:: Dataset excerpts ::
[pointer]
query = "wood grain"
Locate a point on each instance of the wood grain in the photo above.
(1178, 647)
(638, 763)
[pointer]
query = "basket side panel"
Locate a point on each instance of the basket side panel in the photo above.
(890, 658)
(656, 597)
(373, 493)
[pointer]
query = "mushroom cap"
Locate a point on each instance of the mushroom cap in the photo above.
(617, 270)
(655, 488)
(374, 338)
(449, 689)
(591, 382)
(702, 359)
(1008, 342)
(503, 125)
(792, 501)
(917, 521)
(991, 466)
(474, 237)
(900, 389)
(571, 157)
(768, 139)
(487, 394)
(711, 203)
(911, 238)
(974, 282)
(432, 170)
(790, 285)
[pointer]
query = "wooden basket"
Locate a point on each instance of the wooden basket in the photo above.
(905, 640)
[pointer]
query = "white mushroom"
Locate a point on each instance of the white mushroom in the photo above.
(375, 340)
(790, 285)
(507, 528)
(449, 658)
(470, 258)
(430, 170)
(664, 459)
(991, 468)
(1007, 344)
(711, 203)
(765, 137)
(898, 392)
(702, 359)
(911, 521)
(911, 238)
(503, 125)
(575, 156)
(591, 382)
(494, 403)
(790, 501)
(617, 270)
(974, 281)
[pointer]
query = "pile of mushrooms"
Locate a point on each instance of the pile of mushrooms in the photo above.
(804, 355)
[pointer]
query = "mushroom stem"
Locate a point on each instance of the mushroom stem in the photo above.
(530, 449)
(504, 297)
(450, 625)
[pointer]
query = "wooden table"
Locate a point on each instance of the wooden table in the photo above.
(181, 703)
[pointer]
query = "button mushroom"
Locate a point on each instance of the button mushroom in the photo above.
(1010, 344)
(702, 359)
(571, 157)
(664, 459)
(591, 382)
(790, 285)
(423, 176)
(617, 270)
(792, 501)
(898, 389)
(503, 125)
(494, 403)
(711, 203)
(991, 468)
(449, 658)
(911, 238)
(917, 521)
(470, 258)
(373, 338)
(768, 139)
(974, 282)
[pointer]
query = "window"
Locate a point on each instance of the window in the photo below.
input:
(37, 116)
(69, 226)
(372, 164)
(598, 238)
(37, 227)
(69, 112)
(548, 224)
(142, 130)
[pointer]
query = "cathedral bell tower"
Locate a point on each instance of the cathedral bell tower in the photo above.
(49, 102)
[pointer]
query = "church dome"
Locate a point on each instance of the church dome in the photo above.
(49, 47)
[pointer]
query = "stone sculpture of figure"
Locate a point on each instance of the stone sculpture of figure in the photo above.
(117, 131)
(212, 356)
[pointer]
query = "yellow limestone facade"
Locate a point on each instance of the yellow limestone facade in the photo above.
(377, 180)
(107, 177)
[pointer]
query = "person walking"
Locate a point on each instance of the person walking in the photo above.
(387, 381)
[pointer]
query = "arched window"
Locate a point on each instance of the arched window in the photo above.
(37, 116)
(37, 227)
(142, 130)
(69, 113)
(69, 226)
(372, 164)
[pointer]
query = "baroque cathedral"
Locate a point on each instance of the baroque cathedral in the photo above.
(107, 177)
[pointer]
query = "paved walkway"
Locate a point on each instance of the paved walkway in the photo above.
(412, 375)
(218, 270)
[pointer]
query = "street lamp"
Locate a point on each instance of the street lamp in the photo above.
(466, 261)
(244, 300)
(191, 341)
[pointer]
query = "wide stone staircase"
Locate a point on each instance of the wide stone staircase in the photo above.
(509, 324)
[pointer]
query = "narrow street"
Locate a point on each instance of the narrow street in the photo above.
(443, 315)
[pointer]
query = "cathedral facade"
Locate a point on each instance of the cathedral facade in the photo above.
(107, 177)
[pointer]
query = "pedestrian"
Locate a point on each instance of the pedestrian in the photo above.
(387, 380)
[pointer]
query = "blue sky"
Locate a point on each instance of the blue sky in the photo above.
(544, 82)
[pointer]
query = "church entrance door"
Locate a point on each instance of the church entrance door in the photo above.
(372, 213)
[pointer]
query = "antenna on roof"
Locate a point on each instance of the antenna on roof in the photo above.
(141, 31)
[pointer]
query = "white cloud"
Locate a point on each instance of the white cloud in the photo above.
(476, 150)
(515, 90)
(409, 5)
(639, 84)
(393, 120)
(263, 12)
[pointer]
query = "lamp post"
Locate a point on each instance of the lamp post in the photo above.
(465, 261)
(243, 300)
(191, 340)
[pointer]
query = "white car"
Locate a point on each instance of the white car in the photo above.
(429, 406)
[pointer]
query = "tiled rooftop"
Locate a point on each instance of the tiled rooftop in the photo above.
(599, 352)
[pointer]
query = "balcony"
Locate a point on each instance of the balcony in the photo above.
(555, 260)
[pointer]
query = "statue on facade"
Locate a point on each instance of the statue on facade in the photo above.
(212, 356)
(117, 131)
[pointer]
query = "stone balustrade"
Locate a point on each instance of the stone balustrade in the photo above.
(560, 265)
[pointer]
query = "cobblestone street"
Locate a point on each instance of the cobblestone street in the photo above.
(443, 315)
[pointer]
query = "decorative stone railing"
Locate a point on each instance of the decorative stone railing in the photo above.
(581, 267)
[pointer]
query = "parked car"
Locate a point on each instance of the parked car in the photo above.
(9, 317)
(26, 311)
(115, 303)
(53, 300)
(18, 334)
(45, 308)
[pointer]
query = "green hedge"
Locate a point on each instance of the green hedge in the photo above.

:: Task goal ::
Reproduce the full listing above, character for character.

:: Exercise answer ::
[pointer]
query = "wood grain"
Locate a point on each instance of the wood grain in the photo above.
(1178, 647)
(638, 763)
[pointer]
query = "basket side panel"
Locate a point on each instance of the basket side panel in the photo above.
(890, 658)
(656, 597)
(373, 493)
[pointer]
query = "mushroom cap"
Locate a point on each instance of the mushroom cap in the photo above.
(617, 270)
(655, 488)
(374, 338)
(449, 689)
(591, 382)
(702, 359)
(1008, 342)
(503, 125)
(792, 501)
(917, 521)
(991, 466)
(474, 237)
(900, 389)
(571, 157)
(768, 139)
(487, 394)
(711, 203)
(911, 238)
(974, 282)
(432, 170)
(790, 285)
[pointer]
query = "wooden basket"
Locate a point on each instance of the wooden basket in the photo above.
(905, 640)
[pointer]
query = "white mushroom"
Locate a point on each instance of the white mushroom in the photo above.
(375, 340)
(790, 285)
(507, 528)
(449, 658)
(470, 258)
(430, 170)
(664, 459)
(991, 468)
(1007, 344)
(711, 203)
(765, 137)
(898, 392)
(702, 359)
(911, 521)
(911, 238)
(503, 125)
(575, 156)
(591, 382)
(494, 403)
(790, 501)
(617, 270)
(974, 281)
[pointer]
query = "pile of mushrooms"
Locate a point on each instance of the pile of mushrooms in the photo above.
(804, 355)
[pointer]
query = "mushroom stem"
Locate a point on each instance of the mushroom stem in the photo above.
(530, 449)
(504, 297)
(450, 625)
[pointer]
query = "wooden table"
Locate a point on each instance of the wooden table in the photo above.
(181, 703)
[pointer]
query = "button mushroom"
Locate a point on each instance of the button mushroom in the photo above.
(1010, 344)
(702, 359)
(571, 157)
(664, 459)
(591, 382)
(790, 285)
(423, 176)
(617, 270)
(792, 501)
(898, 389)
(503, 125)
(494, 403)
(711, 203)
(991, 468)
(449, 658)
(911, 238)
(917, 521)
(470, 258)
(373, 338)
(768, 139)
(974, 282)
[pointer]
query = "window"
Locate a point on each instance of the window in the photo below.
input:
(37, 116)
(69, 226)
(372, 164)
(598, 238)
(37, 227)
(69, 112)
(548, 224)
(142, 130)
[pointer]
query = "cathedral bell tower"
Locate a point on each instance of the cathedral bell tower in the photo above.
(49, 102)
[pointer]
query = "church dome"
Locate a point on each instance of the church dome in the photo above.
(49, 47)
[pointer]
query = "stone sculpture of figure"
Locate a point on each instance of the stone sculpture of figure in the photo above.
(117, 131)
(212, 356)
[pointer]
query = "yellow limestone facade"
Locate a point on each instance of the yellow limestone facade in the photo above.
(377, 180)
(107, 177)
[pointer]
query = "person walking"
Locate a point on each instance of the person walking in the photo above.
(387, 381)
[pointer]
query = "arched window"
Locate a point on each instance of the arched window in the photo above.
(37, 116)
(37, 227)
(142, 130)
(69, 113)
(69, 226)
(372, 164)
[pointer]
query = "baroque cathedral"
Locate a point on each instance of the baroque cathedral in the photo above.
(107, 177)
[pointer]
query = "paved walkway"
Locate a point on each instance of the paved walkway in the photo above.
(412, 375)
(218, 270)
[pointer]
query = "street lamp"
Locate a point on each instance of the street lamp in the photo above.
(466, 261)
(244, 300)
(191, 341)
[pointer]
query = "wide stone staircase"
Locate a point on each instance of the wide stone staircase in the photo above.
(509, 324)
[pointer]
query = "narrow street"
Locate a point on each instance of the narrow street in the photo above.
(443, 315)
[pointer]
query = "cathedral facade"
Locate a point on each instance of the cathedral facade in the photo above.
(107, 177)
[pointer]
query = "pedestrian"
Locate a point on each instance of the pedestrian in the photo above.
(387, 380)
[pointer]
query = "blue sky"
Locate a point on each instance of the blue sky in the photo above.
(544, 82)
[pointer]
query = "church entrance door"
Locate a point on each instance of the church entrance door in the photo above.
(372, 213)
[pointer]
query = "antenna on roof"
Locate a point on each instance of the antenna on roof in the photo above.
(141, 31)
[pointer]
query = "white cloud"
Locate a point on each instance of the white cloud in the photo above.
(476, 150)
(515, 90)
(409, 5)
(639, 84)
(393, 120)
(263, 12)
[pointer]
query = "lamp post"
Locate a point on each instance of the lamp post in the photo above.
(465, 261)
(243, 300)
(191, 340)
[pointer]
query = "white car"
Locate a point on each instance of the white car in the photo above.
(429, 406)
[pointer]
query = "tiled rooftop"
Locate a point on each instance of the tiled rooftop in the photo above.
(599, 352)
[pointer]
query = "balcony"
Locate a point on each instance of the balcony in the photo above.
(555, 260)
[pointer]
query = "statue on facade"
Locate a point on each instance of the statue on facade in the photo above.
(212, 356)
(117, 131)
[pointer]
query = "stone balustrade"
Locate a point on each instance of the stone balustrade in the photo above.
(560, 265)
[pointer]
query = "cobblestone street"
Locate a point on each instance of the cobblestone street in the photo above.
(443, 315)
[pointer]
query = "decorative stone railing"
Locate a point on each instance of the decorative stone railing in the photo above.
(581, 267)
[pointer]
query = "parked car"
Locate a point on each instance of the parked car in the photo above.
(9, 317)
(26, 311)
(115, 303)
(53, 300)
(18, 334)
(45, 308)
[pointer]
query = "green hedge"
Locate a point on each instance of the green hedge in the photo above.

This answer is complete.